** EXTRAIT DU TEXTE **
- - - - -
Dans un récent rapport sur la mise en oeuvre de la LOLF, la Commission des Finances du Sénat revient sur la discussion du PLF 2006 et émet une série de 16 propositions visant à moderniser la discussion budgétaire. Je vous en recommande la lecture, très instructive sur le bilan de la discussion du premier budget « au format LOLF ». Je me contenterai quant à moi de revenir sur les propositions visant à renforcer la place du débat d’orientation budgétaire (DOB) et à mettre en place un véritable « cercle vertueux ».
Le rapport n° 312 de Jean Arthuis.
La Commission reprend en effet la proposition du rapport Lambert-Migaud de consacrer une semaine à l’examen de la loi de règlement (LR) et de recentrer le chaînage vertueux en reliant l’examen de la loi de règlement non plus avec la loi de finances initiale mais bien avec le DOB (voir précédent billet). La Commission rejoint ainsi notre analyse à savoir que l’impact du Parlement sur la maquette a été bien plus grand en amont de la discussion budgétaire que par l’exercice de leur nouveau droit d’amendement.
- - - - -
Prolongez le billet sur le rapport sénatorial relatif à la LOLF en reprenant après sa dernière phrase. Le matériel présenté ensuite provient d'une source différente.

** EXTRAIT DE DONNÉES **
- - - - -
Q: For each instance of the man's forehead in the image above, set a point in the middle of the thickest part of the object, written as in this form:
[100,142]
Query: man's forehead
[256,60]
- - - - -
** RÉSULTAT ATTENDU **
En conséquence, la Commission souhaite revaloriser l’objet du DOB en concentrant les débats sur la maquette budgétaire – notamment pour que le Gouvernement puisse tenir compte des propositions dans le PLF. Elle souhaite également que le débat soit élargi à l’ensemble des prélèvements obligatoires (État, Finances locales, Financement de la Sécurité sociale). Cette extension est des plus opportunes car il apparaît de plus en plus indispensable d’avoir une vision consolidée des comptes publics. Reste que cette double extension de l’objet du DOB impliquera de supprimer les discussions générales et, sans doute, de rallonger la durée consacrée à ce débat. On se demandera néanmoins s’il ne serait pas plus efficace de dissocier un DOB – technique – portant exclusivement sur la nomenclature d’une discussion – plus générale – sur la politique budgétaire et l’évolution des prélèvements obligatoires. Cela semble d’ailleurs l’option souhaitée par le législateur organique (art. 48 et 52).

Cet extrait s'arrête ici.